Required task a:
Decide whether each statement below agrees with the text about Corinth: (i) Corinth had more than 200,000 people when Paul visited it, (ii) the games at Isthmia were held every year, (iii) Cenchreae was the harbor on the Gulf of Corinth. Answer yes or no for each, quoting the exact words from the text that settle it.
____ Excerpt
Tag Archives: Corinth

Why Corinth?

CorinthIsthmus04

See the full size image below!

At the time of Paul’s visits to Corinth it was a thriving commercial city of over 200,000 people.

Corinth was situated in the northeastern corner of the Peloponnese — very near the narrow land bridge (isthmus) that connected the Peloponnese to the mainland of Greece. Its strategic location was enhanced due to its proximity to the diolkos — the stone-paved roadway that connected the Saronic Gulf with the Gulf of Corinth. By using this overland passageway, passengers and cargo avoided the difficult and time-consuming trip around the southern end of the Peloponnese.

aerial-of-isthmus

The Isthmus of Corinth from the air. For comments on this image, see above. To Enlarge and/or Download Click on Image.

The Greek city of Corinth had been (partly) destroyed by the Romans in 146 B.C., but the rebuilding process, as a Roman city, had begun by 44 B.C.  For a long time it had been famous for its immorality (think prostitutes associated with the Temple of Aphrodite) and its commercial character. Its two harbors were Lechaion (Gulf of Corinth) and Cenchreae (Saronic Gulf). Every two years important games were held at nearby Isthmia.
________
____ Extracted records
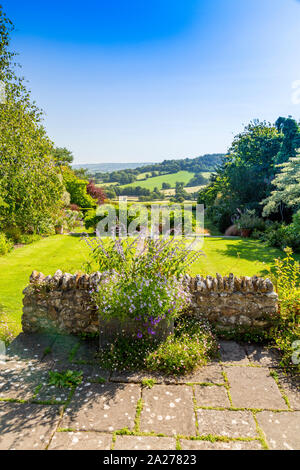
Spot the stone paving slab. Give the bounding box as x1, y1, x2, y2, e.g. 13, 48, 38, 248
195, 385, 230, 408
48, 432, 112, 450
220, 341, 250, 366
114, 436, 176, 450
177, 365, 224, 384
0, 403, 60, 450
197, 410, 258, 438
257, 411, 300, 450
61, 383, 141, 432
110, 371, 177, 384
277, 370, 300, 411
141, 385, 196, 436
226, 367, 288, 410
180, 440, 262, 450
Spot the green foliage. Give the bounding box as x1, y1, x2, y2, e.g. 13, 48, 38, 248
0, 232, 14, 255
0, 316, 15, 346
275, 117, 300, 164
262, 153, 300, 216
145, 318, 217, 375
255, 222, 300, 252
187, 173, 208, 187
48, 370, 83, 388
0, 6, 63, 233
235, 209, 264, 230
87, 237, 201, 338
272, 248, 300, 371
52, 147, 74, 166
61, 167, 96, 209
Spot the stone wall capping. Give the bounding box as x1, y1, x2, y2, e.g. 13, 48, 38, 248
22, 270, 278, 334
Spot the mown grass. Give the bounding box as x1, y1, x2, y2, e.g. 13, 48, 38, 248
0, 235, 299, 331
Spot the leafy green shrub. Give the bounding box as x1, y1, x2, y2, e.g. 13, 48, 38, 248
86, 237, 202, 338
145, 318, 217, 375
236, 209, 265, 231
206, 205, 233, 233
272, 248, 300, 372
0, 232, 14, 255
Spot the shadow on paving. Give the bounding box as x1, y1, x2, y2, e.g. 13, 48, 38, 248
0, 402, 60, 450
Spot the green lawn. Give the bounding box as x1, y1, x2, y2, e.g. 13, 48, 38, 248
________
Required task b:
Resize the entries in the stretch from the line that contains "Spot the shadow" through the end of the entries, both ends included, and write out only those lines again, requests included. Multiply every bounding-box coordinate in the answers by 1.05 and round each to a whole number, rounding halves up.

Expected answer a:
(i) Yes: "a thriving commercial city of over 200,000 people"
(ii) No: "Every two years important games were held at nearby Isthmia."
(iii) No: "Lechaion (Gulf of Corinth) and Cenchreae (Saronic Gulf)"

Expected answer b:
Spot the shadow on paving. Give the bounding box as x1, y1, x2, y2, e.g. 13, 48, 38, 248
0, 422, 63, 473
Spot the green lawn. Give the bounding box as x1, y1, x2, y2, e.g. 13, 48, 38, 248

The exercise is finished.